- **Aim of the exercise**
Please answer these questions from the Guitars for Vets article below:
1. In what year did Guitars for Vets begin?
2. Who gave Nettesheim and Van Buskirk the guitars they handed out on their visit to the Milwaukee Veterans Affairs Center?
3. What four words does the acronym PAGE stand for?

- **Selected extract**
----

The family and friends of self-sacrificing veterans often witness the harsh reality of a war-torn soldier returning to civilian life. Stressful situations from combat can leave them with the heavy burden of returning home while coping with terrifying memories. But the same courageous finger that pulled the trigger on the battlefield now has the opportunity to cradle a guitar pick, helping to restore joy and purpose.
As a nonprofit organization, Guitars for Vets provides guitar instruction for US veterans. This “unofficial” therapy serves veterans through more than 30 chapters in 15 states. Since its inception in 2007, it has handed out more than 2,000 free guitars to eager veterans who have attended more than 12,000 lessons taught by 100 volunteers nationwide.
“This has truly become a movement,” says cofounder Patrick Nettesheim.
Guitars for Vets began as an idea inspired by Nettesheim and his student Dan Van Buskirk. As a Vietnam Marine, Buskirk suffered from the effects of his time in combat, having difficulty with coordination and memory. Nettesheim, who has taught guitar for more than 30 years began collaborating with Buskirk in the fall of 2006.
“Playing guitar helped him find a window of serenity,” Nettesheim explains. “It really gave him freedom from a lot of things he struggled with as far as not having the confidence that he could achieve with [an instrument].”
Van Buskirk proposed that they go to the Milwaukee Veterans Affairs Center to play for men and women in the spinal rehabilitation unit. Joe Gallenberger, store owner of local Cream City Music, whose father was a veteran, gave them a few guitars to give away on their visit.
“At that point it was quite obvious, although giving the gift of these instruments really lit them up like Christmas, we still had to teach them how to play,” Nettesheim admits. “So that’s when the lessons started.”
The two guitar enthusiasts returned week after week to work with their new students. Eventually, Nettesheim came to the realization that this effort needed to expand into a nonprofit organization so they could help more veterans. He felt it had national and global potential.
Aside from providing a form of release for vets, the program helps in many other ways. For example, student Patrick Cannon of the Chicago chapter suffered a stroke, and Guitars for Vets is helping him regain his right hand coordination. “It’s very beneficial in that way,” he says. The 65-year-old Vietnam Army veteran uses repetition and practice to help coordinate fingers on both hands from his home in Morris, Illinois.
“Other than finally getting to learn something about music, it’s the accomplishment I’ve felt being able to play a very simple song,” Cannon explains. “It’s just the pleasure of making music.”
The program’s music instructors are volunteers who vary in experience, but all believe in supporting a greater cause. There is no requirement that they be certified or licensed music therapists, and the program does not promote itself in that way. However, all potential instructors do go through a VA background check. Each is knowledgeable and is encouraged to follow the acronym PAGE—patience, acceptance, gratitude, and empathy.

----

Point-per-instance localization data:

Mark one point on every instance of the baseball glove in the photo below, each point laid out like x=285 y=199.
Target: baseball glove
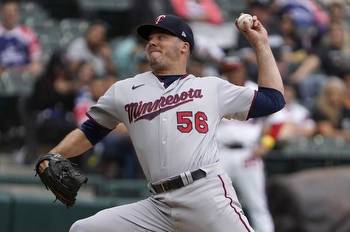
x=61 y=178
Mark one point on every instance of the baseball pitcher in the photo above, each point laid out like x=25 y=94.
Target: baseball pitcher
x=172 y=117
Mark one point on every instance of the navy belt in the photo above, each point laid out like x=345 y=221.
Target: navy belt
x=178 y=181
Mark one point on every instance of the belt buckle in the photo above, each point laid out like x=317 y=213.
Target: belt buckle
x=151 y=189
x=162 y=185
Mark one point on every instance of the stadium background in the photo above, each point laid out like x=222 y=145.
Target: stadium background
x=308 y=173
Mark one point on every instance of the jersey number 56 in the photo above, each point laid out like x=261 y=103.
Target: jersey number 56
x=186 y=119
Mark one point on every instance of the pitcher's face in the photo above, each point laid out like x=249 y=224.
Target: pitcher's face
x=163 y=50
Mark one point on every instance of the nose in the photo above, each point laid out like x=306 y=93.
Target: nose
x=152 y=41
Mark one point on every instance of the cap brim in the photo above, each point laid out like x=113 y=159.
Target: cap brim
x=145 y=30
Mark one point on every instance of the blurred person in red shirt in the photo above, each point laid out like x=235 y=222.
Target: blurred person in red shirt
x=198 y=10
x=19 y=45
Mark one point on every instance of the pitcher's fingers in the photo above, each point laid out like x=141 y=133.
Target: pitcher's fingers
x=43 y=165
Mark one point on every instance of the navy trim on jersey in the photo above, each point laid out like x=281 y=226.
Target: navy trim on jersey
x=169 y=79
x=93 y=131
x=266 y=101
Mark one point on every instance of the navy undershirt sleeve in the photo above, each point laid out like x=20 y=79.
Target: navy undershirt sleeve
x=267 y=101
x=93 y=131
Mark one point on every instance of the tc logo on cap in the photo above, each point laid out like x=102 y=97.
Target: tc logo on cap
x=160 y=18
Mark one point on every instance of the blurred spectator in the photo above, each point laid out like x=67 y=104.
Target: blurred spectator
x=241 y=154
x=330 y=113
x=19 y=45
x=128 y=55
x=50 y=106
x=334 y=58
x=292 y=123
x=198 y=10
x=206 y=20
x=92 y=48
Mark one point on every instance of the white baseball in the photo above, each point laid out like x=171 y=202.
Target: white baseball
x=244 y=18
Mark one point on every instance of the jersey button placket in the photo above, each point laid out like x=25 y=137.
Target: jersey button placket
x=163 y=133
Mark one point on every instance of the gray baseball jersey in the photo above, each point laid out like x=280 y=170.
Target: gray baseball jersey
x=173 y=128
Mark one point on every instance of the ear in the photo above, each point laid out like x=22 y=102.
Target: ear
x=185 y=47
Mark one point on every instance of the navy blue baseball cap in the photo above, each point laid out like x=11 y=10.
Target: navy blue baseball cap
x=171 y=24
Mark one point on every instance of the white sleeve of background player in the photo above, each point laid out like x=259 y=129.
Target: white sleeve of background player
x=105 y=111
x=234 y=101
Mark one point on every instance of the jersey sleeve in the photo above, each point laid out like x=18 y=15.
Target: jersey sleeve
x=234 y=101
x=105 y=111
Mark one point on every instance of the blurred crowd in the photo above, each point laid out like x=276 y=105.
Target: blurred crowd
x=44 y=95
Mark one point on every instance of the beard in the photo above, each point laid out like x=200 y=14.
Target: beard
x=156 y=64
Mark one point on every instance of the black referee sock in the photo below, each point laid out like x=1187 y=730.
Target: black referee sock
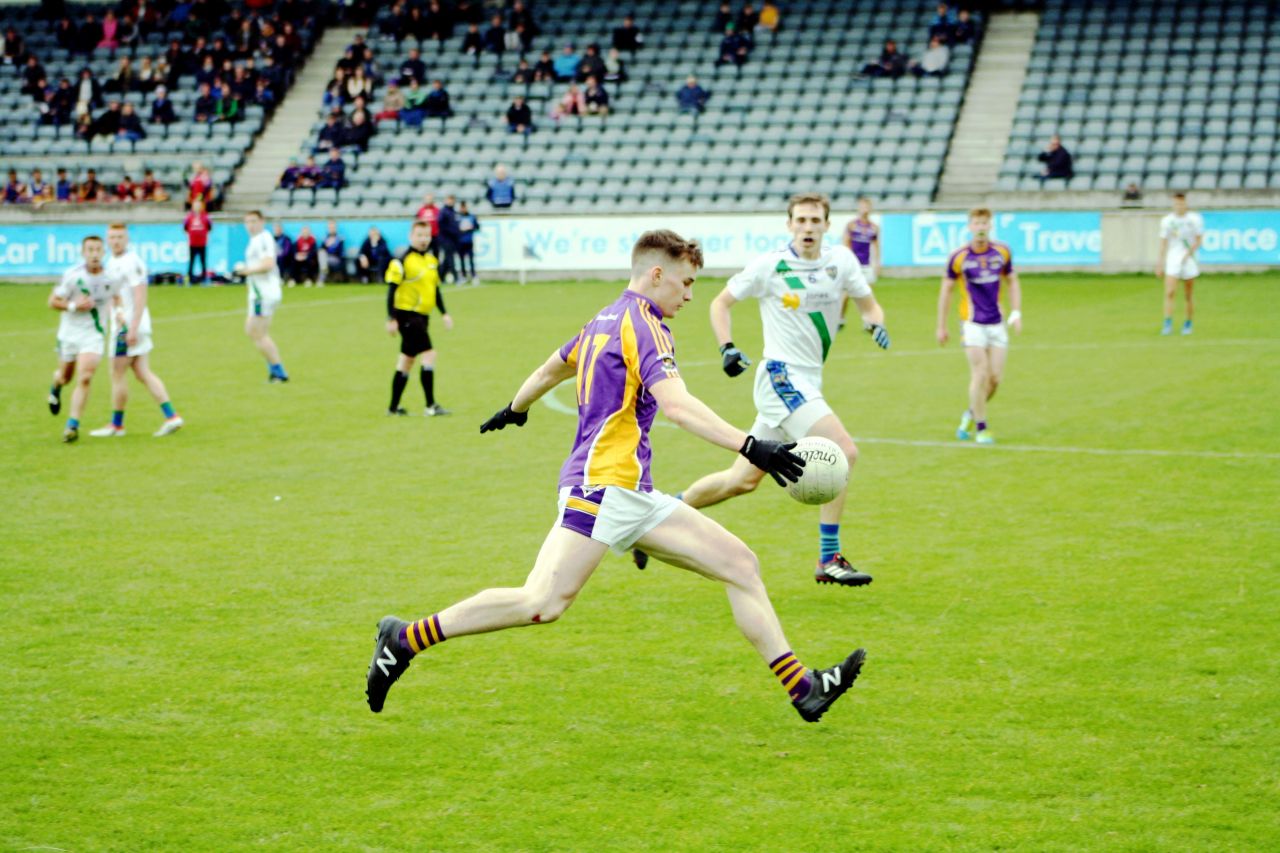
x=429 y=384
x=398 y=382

----

- **Reply to the task**
1. 2007
2. Joe Gallenberger, store owner of local Cream City Music
3. Patience, acceptance, gratitude, and empathy